The standard Devaney's \cite{kn:Devaney} definition reads that a chaotic
system is one, which is topologically transitive, whose periodic
points are dense, and which is sensitive to initial conditions.
However, Brooks et al.\ \cite{kn:Brooks} have recently proved,
that on infinite metric spaces, the first two conditions imply
the third. In light of this result it is natural to relax the
definition of chaotic system to topological transitivity and
density of periodic points. According to this relaxed definition,
finite dynamical systems, which are orbits of periodic points,
are chaotic too. These considerations provide some support for
the feeling that chaotic systems are simple too. We define a
system with chaotic limits as one, whose each point is included
in a set, whose $\omega$-limit set is chaotic. We show that
systems which do not have chaotic limits are not factors of
finite automata.

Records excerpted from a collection
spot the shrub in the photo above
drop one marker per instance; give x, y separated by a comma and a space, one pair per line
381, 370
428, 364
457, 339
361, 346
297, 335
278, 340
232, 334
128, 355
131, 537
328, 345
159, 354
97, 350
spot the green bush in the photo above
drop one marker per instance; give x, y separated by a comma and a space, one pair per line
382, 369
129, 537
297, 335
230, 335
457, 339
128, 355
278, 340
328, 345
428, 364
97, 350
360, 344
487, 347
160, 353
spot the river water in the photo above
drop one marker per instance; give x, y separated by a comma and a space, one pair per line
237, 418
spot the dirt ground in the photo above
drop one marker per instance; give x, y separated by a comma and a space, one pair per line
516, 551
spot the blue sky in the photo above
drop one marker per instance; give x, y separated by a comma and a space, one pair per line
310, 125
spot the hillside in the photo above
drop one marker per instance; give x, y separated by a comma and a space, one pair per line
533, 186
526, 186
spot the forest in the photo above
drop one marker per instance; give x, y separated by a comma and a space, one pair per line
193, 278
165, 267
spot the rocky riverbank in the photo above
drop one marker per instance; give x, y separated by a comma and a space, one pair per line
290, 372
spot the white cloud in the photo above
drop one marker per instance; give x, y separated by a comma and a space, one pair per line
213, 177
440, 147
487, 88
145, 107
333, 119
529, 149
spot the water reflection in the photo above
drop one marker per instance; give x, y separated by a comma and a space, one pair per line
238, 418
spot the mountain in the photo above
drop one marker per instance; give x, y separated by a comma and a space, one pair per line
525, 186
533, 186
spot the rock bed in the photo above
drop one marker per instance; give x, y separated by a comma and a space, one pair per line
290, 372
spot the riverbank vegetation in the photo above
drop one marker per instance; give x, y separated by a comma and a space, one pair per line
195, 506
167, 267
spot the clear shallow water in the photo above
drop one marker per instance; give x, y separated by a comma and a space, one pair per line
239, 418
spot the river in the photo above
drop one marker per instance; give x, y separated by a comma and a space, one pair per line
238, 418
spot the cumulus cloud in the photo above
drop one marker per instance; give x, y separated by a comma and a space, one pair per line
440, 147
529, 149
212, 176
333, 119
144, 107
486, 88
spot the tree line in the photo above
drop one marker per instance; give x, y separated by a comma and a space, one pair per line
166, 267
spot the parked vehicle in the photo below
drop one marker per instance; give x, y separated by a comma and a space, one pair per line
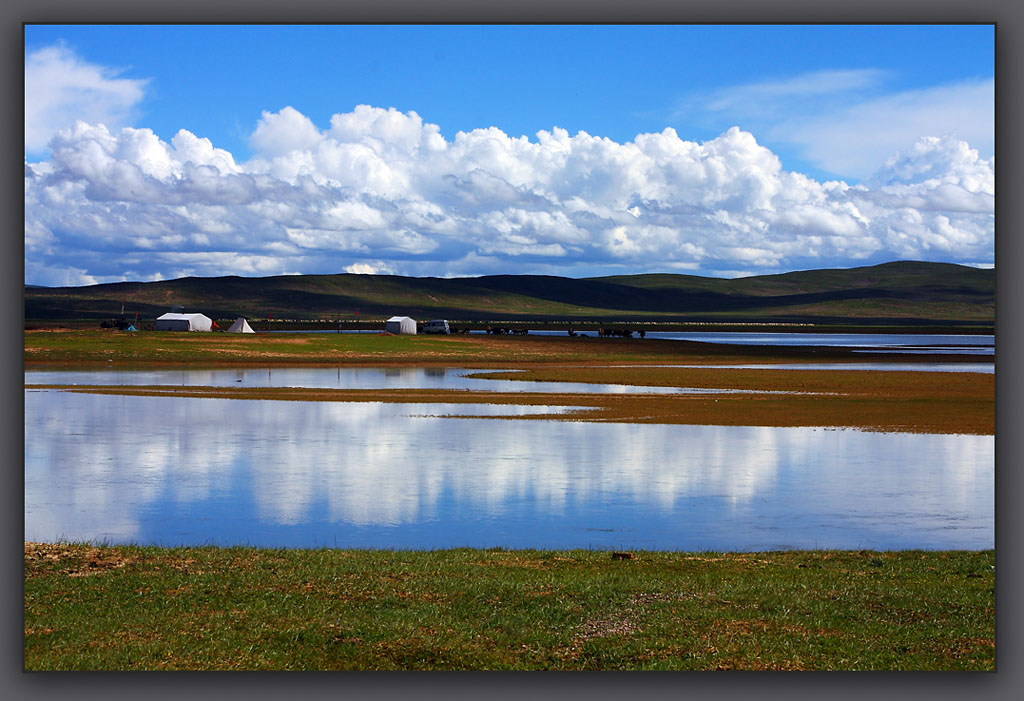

**Tasks to carry out:**
1. Reproduce everything in the passage on chaotic systems from "The standard Devaney's" down to "to initial conditions.".
2. Name the conditions that Devaney's definition, as stated in the passage on chaotic systems, requires of a chaotic system.
3. Write what comes next in the passage on chaotic systems, starting after its final sentence.

**The answers:**
1.
The standard Devaney's \cite{kn:Devaney} definition reads that a chaotic
system is one, which is topologically transitive, whose periodic
points are dense, and which is sensitive to initial conditions.

2.
- Topologically transitive
- Periodic points are dense
- Sensitive to initial conditions

3.
\section{Systems with chaotic limits}
\begin{dfn} A dynamical system $(X,f)$ is a continuous map
$f: X \rightarrow X$ of a compact metric space $X$ to itself.
A homomorphism $\varphi: (X,f) \rightarrow (Y,g)$ of dynamical
systems is a continuous mapping $\varphi:X \rightarrow Y$ such
that $g \varphi = \varphi f$. We say that $(Y,g)$ is a factor of
$(X,f)$, if $\varphi$ is a factorization (i.e. a surjective map).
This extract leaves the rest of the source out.